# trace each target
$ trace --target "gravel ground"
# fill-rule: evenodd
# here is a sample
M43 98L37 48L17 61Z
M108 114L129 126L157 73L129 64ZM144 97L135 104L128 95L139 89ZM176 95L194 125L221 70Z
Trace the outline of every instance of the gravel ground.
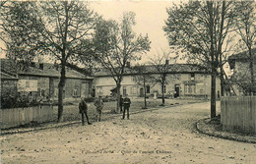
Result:
M220 104L218 104L220 105ZM2 163L255 163L256 144L195 132L210 103L1 137Z

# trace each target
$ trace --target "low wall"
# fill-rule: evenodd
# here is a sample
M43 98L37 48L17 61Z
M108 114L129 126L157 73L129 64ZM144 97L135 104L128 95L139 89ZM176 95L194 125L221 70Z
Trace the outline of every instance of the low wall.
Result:
M222 97L221 122L224 131L256 134L256 97Z
M48 122L52 120L53 107L42 104L28 108L12 108L0 110L1 129L18 127L31 122Z

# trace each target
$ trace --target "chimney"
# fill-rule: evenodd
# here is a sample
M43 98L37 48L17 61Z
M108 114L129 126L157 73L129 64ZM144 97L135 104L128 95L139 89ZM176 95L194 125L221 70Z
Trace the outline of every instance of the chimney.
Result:
M39 63L39 69L43 70L43 63Z

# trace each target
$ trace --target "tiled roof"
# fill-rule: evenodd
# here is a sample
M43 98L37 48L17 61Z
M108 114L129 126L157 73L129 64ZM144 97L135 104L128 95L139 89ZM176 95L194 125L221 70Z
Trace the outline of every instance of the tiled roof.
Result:
M15 68L16 67L16 68ZM1 70L5 72L17 72L19 75L39 76L39 77L60 77L60 68L50 63L43 63L43 70L39 69L39 63L34 63L34 66L29 66L28 69L19 69L19 66L8 59L1 59ZM66 78L70 79L91 79L77 71L66 68Z
M142 66L146 67L146 74L159 74L159 72L155 69L153 65ZM210 73L207 69L199 67L197 65L192 64L174 64L170 65L167 74L189 74L189 73L201 73L207 74ZM129 68L125 70L124 75L136 75L138 74L133 68ZM96 77L104 77L110 76L110 72L107 70L100 70L99 72L96 72Z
..........
• _Exercise_
Find every line in the data above that contains the word "roof" and copy each of those lines in full.

• _Result below_
$ trace --target "tiled roof"
Trace the outline of every instance of the tiled roof.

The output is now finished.